▶ Given passage:
--- start ---
Sky’s No Limit for Computer: Software system catalogs, classifies stars and galaxies

Telescopes can photograph hundreds of millions of objects in the sky, but the task of trying to classify and catalog the objects by hand would make any astronomer faint at heart.

And so the computer once again is called upon to perform one of astronomy’s more laborious tasks.

Scientists at Caltech in Pasadena and the Jet Propulsion Laboratory in La Canada Flintridge have developed a computer software system to help them analyze nearly 3,000 photographic piates of the northern sky, captured by telescopes at Mount Palomar.

Their software has one important difference: It “learns” how to classify different types of galaxies, much like a human being, only better, said Caltech astronomy graduate student Nick Weir.

Not only is the system – dubbed SKICAT, for Sky Image Cataloging and Analysis Tool – free from hman failings like fatigue, it also can classify stars and galaxies too faint for humans to recognize.
--- end ---
Coordinate annotation entries
--- start ---
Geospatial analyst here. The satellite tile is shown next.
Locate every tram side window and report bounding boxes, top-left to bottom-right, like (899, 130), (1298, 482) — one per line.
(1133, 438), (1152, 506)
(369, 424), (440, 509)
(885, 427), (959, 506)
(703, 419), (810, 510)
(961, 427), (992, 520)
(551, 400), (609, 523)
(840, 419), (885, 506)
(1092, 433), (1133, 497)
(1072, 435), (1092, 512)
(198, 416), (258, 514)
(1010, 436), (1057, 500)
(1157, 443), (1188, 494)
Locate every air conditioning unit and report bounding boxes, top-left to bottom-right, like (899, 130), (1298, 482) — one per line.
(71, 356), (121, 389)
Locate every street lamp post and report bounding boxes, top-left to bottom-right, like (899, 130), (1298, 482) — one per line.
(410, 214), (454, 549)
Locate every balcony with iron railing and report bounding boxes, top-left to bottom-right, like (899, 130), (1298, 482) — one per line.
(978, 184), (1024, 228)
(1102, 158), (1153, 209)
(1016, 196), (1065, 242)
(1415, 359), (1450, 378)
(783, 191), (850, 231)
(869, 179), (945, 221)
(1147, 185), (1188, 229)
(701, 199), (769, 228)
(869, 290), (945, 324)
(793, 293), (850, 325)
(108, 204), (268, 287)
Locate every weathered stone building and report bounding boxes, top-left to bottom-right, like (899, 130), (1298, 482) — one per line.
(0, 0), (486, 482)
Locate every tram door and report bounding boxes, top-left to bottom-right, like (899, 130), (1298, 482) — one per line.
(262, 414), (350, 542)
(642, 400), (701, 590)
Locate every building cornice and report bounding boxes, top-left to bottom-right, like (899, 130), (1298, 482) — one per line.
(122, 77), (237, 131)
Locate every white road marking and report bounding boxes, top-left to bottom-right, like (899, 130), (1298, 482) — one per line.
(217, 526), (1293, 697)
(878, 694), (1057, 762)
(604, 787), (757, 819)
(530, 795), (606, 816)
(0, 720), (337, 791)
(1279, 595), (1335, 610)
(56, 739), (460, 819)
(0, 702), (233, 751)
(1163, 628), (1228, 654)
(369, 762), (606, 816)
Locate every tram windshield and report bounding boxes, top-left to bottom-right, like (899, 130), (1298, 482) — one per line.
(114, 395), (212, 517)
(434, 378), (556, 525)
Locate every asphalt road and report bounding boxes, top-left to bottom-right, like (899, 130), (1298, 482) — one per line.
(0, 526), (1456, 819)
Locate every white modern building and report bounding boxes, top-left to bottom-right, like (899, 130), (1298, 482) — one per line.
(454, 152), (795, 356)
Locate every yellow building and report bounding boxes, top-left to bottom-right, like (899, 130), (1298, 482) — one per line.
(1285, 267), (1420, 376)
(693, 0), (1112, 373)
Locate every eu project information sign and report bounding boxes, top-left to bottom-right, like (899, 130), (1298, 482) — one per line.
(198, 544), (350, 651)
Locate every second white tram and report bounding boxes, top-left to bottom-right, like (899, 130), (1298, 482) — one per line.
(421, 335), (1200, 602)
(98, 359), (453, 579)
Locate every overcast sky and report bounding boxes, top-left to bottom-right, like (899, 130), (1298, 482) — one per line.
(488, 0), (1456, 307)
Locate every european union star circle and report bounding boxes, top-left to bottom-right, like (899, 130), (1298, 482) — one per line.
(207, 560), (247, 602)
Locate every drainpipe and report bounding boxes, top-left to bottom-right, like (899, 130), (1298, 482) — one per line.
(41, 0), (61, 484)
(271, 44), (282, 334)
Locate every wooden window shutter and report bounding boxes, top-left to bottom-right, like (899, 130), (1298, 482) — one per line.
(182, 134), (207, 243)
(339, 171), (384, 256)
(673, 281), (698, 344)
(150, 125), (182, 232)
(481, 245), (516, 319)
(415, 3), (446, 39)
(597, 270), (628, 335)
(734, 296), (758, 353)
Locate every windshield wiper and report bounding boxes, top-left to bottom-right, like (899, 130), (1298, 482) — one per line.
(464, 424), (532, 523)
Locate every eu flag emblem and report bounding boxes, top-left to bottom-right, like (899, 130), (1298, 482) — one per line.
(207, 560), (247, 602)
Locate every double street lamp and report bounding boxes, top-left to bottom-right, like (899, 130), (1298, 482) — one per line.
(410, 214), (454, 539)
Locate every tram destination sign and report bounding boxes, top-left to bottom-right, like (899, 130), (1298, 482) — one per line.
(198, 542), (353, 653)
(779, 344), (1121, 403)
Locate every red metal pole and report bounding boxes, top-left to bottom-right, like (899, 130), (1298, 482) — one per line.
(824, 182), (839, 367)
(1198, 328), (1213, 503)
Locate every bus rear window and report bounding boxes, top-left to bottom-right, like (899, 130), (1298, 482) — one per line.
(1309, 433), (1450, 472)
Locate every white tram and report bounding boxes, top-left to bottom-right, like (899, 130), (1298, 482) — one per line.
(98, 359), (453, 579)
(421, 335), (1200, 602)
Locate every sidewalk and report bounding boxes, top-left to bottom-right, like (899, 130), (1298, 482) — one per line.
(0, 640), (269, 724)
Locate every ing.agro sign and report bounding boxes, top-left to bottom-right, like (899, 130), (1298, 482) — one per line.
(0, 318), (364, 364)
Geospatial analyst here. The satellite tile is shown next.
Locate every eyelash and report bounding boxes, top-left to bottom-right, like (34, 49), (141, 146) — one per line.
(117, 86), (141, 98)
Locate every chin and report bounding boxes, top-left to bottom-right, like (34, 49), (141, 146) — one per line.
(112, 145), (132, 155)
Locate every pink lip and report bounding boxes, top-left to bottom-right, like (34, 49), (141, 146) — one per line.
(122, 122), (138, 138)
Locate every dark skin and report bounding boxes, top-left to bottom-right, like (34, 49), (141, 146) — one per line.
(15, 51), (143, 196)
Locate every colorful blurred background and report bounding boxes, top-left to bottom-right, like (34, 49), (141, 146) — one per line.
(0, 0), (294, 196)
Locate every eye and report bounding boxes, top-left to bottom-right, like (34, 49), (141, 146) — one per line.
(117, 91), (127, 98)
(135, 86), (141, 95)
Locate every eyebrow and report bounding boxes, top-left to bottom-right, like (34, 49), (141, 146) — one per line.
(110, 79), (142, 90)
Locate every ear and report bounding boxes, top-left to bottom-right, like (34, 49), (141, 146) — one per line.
--- end ---
Carry on the article about the Caltech and JPL software for cataloging stars and galaxies from the point at which it stops. These lines have no connection to the article on the star-cataloging software.

▶ Task result:
“SKICAT represents a new generation of intelligent, trainable tools for dealing with the huge volumes of scientific image data that today’s instruments collect,” said JPL scientist Usama Fayyad, who helped develop the software.

As images from Palomar’s northern sky survey roll in, a facility in Boston will process them, then send them to Caltech for SKICAT to work its cataloging and classifying magic.

SKICAT, funded by NASA, will be publically available, Weir said, and plans are in the works to share the software with other astronomical institutions.

Eventually, as technology gallops along, images from a telescope will be immediately processed and cataloged at the observatory. But that’s a few years down the road, Weir said.

“Meanwhile, SKICAT will serve a big gap,” he said.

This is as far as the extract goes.